▸ TASK DIRECTIONS
Duplicate the lines of the material from the one holding "Task: indicate every instance of the camouflage" through the one holding "[(392, 132)]", inclusive, without changing anything.

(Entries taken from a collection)
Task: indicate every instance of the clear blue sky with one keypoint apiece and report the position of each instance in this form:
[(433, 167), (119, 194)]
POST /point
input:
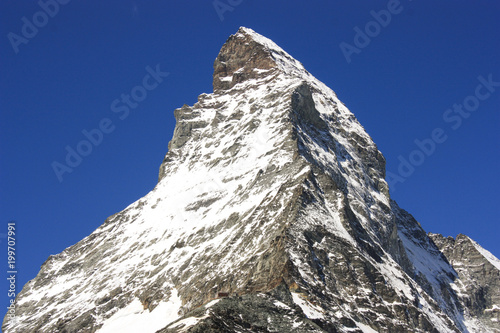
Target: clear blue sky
[(65, 77)]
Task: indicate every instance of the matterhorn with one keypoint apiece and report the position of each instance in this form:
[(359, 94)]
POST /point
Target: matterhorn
[(271, 214)]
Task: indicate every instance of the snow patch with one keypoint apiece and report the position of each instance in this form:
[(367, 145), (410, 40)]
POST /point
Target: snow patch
[(133, 318), (310, 310)]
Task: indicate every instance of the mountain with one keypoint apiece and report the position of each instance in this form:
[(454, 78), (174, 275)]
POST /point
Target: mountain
[(271, 214)]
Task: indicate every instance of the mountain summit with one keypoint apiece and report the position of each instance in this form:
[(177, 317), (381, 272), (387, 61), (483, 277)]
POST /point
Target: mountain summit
[(271, 214)]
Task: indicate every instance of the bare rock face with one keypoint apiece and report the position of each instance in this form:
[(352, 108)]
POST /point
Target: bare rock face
[(478, 283), (241, 58), (271, 214)]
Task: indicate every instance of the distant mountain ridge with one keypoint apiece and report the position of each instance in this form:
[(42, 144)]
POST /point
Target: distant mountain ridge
[(271, 214)]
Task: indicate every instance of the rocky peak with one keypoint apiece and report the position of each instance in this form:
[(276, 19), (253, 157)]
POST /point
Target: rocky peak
[(271, 214), (247, 55)]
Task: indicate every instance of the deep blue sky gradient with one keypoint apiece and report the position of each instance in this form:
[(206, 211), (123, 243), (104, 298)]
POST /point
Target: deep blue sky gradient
[(64, 79)]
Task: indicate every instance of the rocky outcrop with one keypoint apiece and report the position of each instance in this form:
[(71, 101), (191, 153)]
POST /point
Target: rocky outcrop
[(478, 280), (271, 214)]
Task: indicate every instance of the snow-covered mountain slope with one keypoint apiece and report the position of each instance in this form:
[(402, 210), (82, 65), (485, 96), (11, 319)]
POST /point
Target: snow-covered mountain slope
[(271, 214)]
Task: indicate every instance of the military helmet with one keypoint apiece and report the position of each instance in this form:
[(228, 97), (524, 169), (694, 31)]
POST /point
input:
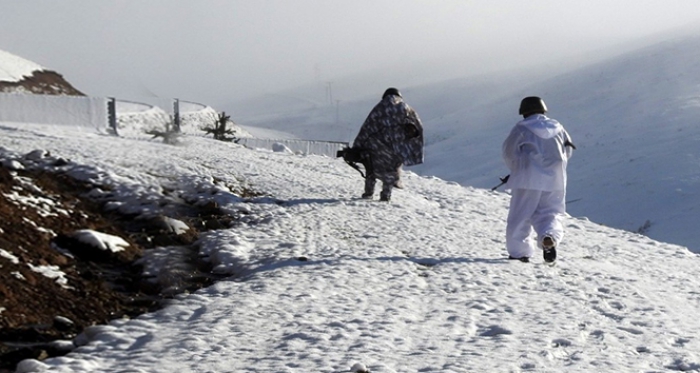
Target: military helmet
[(391, 92), (531, 105)]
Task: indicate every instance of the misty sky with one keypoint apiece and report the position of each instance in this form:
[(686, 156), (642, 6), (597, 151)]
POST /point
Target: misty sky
[(219, 51)]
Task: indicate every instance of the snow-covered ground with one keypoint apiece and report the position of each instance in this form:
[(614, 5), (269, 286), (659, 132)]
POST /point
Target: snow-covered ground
[(322, 281), (634, 118)]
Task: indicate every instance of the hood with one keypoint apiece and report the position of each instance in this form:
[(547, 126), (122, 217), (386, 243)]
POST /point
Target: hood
[(542, 126)]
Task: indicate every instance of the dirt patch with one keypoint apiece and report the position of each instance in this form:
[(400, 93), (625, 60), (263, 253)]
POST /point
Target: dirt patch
[(52, 285), (42, 82)]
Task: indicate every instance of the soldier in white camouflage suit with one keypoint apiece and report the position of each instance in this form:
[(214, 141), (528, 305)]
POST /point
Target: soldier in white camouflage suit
[(391, 136)]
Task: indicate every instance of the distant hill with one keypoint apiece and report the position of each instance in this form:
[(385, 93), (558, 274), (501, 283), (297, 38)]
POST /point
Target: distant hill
[(634, 118), (19, 75)]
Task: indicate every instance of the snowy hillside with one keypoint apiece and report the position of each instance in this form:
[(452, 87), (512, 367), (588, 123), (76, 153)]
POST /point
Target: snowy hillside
[(633, 118), (325, 282)]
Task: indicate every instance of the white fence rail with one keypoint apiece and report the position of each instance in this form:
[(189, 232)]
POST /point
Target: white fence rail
[(327, 148), (134, 118)]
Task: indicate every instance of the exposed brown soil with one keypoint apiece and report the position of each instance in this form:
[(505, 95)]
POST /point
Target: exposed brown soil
[(42, 82), (101, 286)]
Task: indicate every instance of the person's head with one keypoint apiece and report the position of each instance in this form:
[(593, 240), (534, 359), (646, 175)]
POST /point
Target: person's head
[(532, 105), (391, 92)]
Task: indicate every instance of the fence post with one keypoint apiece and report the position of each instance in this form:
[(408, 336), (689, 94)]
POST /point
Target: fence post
[(176, 111), (112, 115)]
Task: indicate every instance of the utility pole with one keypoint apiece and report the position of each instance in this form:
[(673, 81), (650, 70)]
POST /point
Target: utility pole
[(337, 112), (329, 92)]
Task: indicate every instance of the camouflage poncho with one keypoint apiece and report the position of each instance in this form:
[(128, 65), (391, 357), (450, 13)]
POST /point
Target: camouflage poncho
[(392, 132)]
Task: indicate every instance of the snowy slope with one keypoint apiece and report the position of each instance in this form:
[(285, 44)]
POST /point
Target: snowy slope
[(633, 118), (322, 281)]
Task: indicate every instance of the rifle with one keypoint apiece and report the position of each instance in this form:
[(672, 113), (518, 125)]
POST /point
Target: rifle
[(503, 181)]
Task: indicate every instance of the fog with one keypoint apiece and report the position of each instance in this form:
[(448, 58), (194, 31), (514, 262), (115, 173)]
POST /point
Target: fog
[(220, 51)]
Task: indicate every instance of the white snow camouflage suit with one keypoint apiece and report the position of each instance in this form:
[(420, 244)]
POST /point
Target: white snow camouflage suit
[(536, 152), (392, 136)]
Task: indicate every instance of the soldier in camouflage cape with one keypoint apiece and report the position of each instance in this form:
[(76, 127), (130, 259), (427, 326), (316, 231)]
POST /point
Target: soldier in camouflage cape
[(391, 136)]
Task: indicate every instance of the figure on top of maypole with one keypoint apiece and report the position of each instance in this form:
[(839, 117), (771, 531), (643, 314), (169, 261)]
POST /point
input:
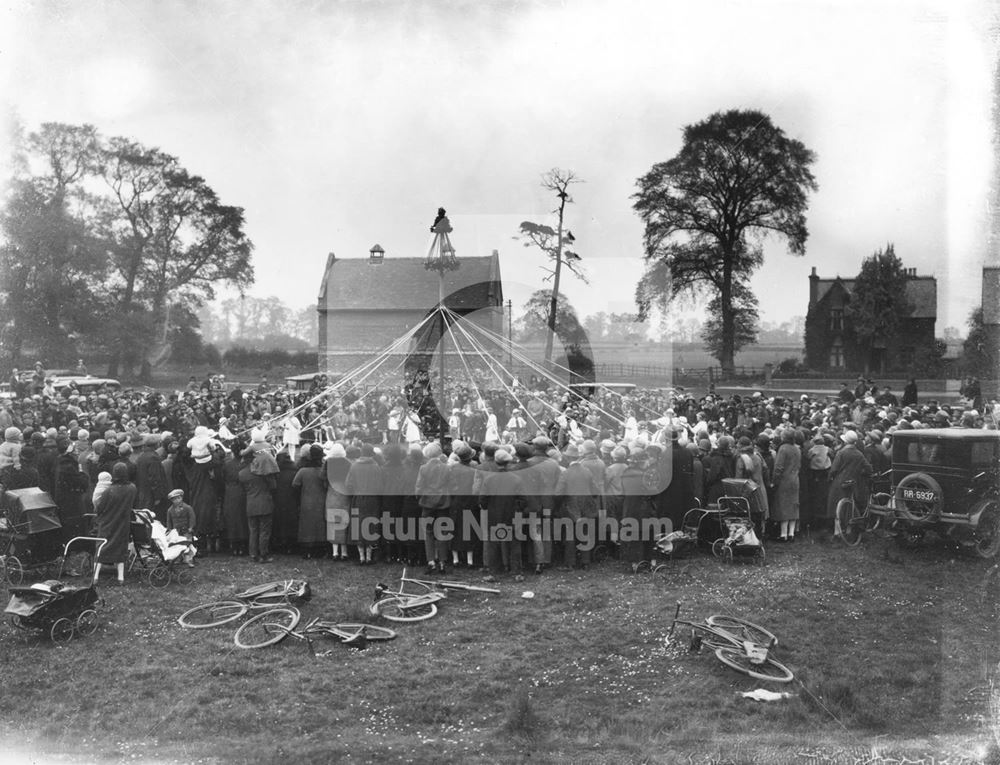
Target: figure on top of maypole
[(441, 256)]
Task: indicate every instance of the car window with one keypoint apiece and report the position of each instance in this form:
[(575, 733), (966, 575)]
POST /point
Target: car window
[(984, 454), (925, 453)]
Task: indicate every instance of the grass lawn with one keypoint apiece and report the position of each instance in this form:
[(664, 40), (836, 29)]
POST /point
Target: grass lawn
[(894, 654)]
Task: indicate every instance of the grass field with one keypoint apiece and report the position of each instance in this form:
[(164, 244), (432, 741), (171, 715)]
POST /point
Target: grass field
[(894, 653)]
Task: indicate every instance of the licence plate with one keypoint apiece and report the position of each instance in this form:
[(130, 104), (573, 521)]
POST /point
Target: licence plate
[(919, 495)]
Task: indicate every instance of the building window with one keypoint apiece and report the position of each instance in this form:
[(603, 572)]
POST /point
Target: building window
[(836, 356), (837, 319)]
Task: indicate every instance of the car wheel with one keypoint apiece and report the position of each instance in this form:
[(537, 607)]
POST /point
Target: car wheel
[(988, 532), (919, 498)]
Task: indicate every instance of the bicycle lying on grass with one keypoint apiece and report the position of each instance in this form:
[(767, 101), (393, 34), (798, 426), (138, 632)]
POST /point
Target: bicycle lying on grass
[(402, 606), (274, 625), (737, 643), (269, 595)]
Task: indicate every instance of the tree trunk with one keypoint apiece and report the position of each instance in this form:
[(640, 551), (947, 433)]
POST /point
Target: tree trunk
[(125, 310), (727, 356), (554, 303)]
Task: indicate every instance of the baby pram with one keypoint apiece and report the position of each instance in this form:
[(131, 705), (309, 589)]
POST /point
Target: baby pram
[(31, 538), (741, 521), (61, 610), (157, 553)]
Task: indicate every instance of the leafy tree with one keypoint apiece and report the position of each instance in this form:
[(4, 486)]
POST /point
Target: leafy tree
[(554, 243), (744, 325), (977, 356), (173, 237), (534, 323), (50, 263), (736, 178), (878, 305)]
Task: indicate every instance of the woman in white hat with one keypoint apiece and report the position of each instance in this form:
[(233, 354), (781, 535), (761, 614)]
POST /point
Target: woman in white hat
[(849, 464)]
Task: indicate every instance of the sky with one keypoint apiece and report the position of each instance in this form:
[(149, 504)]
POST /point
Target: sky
[(336, 125)]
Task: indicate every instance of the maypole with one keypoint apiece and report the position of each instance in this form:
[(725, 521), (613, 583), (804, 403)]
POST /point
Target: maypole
[(441, 257)]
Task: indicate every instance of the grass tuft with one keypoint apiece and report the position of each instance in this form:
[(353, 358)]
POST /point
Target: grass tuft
[(522, 720)]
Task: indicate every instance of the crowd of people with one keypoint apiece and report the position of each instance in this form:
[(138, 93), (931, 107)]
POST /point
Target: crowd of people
[(351, 474)]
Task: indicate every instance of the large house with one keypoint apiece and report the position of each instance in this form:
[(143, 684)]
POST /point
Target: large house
[(829, 343), (366, 304)]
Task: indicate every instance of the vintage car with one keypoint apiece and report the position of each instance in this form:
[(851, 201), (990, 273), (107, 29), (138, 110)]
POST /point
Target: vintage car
[(85, 384), (945, 480)]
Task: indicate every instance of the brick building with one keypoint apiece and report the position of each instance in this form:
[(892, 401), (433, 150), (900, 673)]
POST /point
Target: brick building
[(829, 343), (365, 304)]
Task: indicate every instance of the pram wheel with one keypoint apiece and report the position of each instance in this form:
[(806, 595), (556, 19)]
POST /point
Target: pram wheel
[(660, 572), (159, 576), (13, 570), (85, 565), (61, 631), (86, 623)]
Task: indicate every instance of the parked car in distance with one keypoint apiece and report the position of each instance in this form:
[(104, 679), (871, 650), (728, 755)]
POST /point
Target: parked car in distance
[(85, 384)]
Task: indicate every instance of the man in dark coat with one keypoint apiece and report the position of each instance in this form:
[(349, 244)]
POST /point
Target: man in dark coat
[(502, 496), (151, 480), (260, 509), (114, 518)]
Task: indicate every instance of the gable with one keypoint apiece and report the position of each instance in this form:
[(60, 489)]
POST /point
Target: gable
[(921, 291), (405, 284)]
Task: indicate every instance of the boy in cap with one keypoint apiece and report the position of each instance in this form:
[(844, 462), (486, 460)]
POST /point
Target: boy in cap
[(181, 519)]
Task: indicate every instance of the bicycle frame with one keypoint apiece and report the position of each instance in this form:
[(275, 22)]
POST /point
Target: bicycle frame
[(433, 586)]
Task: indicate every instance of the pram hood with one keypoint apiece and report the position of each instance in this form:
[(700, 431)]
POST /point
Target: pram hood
[(33, 599), (31, 511)]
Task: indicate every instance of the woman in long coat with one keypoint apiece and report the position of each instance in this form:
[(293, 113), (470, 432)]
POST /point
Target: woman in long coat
[(114, 516), (637, 507), (396, 487), (364, 486), (464, 507), (849, 464), (785, 480), (310, 480), (286, 506), (234, 503), (338, 502)]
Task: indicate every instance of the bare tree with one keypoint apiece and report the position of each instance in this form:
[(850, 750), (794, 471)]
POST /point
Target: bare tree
[(554, 243)]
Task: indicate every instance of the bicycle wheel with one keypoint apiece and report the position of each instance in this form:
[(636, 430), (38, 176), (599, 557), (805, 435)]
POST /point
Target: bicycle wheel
[(742, 629), (769, 669), (369, 631), (403, 609), (86, 622), (159, 576), (212, 614), (267, 628), (851, 522), (14, 570)]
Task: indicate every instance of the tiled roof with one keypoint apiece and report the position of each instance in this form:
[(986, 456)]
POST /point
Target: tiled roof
[(921, 291), (405, 284)]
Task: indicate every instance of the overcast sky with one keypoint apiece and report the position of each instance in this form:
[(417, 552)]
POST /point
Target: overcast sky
[(340, 124)]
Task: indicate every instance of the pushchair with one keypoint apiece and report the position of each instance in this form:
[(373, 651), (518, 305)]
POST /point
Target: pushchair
[(61, 610), (157, 553), (741, 520), (30, 535)]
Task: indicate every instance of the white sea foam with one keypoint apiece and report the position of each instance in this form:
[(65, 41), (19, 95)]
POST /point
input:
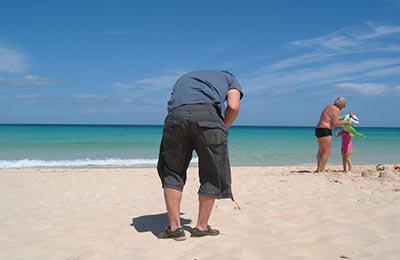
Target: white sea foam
[(111, 162)]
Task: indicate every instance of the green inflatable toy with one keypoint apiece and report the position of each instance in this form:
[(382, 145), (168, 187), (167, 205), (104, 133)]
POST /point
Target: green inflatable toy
[(350, 128)]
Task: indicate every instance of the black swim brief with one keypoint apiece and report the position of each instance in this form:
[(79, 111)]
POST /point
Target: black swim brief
[(322, 132)]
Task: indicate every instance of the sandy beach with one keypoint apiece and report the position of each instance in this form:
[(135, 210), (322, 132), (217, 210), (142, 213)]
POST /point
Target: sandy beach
[(286, 213)]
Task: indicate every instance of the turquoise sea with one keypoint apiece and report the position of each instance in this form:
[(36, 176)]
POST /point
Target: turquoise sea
[(137, 146)]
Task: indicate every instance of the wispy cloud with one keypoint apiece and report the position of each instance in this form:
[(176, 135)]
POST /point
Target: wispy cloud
[(116, 33), (12, 60), (347, 55), (369, 89), (29, 81), (157, 83), (92, 98)]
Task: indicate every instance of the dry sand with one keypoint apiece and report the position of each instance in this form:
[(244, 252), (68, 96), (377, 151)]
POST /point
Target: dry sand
[(286, 213)]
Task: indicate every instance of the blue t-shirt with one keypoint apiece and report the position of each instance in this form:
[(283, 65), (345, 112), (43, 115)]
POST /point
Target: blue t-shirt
[(202, 87)]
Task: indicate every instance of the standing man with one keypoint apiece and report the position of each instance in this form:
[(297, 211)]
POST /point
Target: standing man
[(197, 120), (330, 118)]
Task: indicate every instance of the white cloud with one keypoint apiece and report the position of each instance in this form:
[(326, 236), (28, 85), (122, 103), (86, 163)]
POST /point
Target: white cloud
[(92, 98), (116, 33), (12, 60), (368, 89), (29, 80), (352, 40), (152, 84)]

▸ FINAL RESULT
Task: indicate every instance of the camouflage poncho with one keypoint apiece and report the position of each instance in this form:
[(128, 65), (391, 357), (450, 13)]
POST /point
Target: camouflage poncho
[(392, 132)]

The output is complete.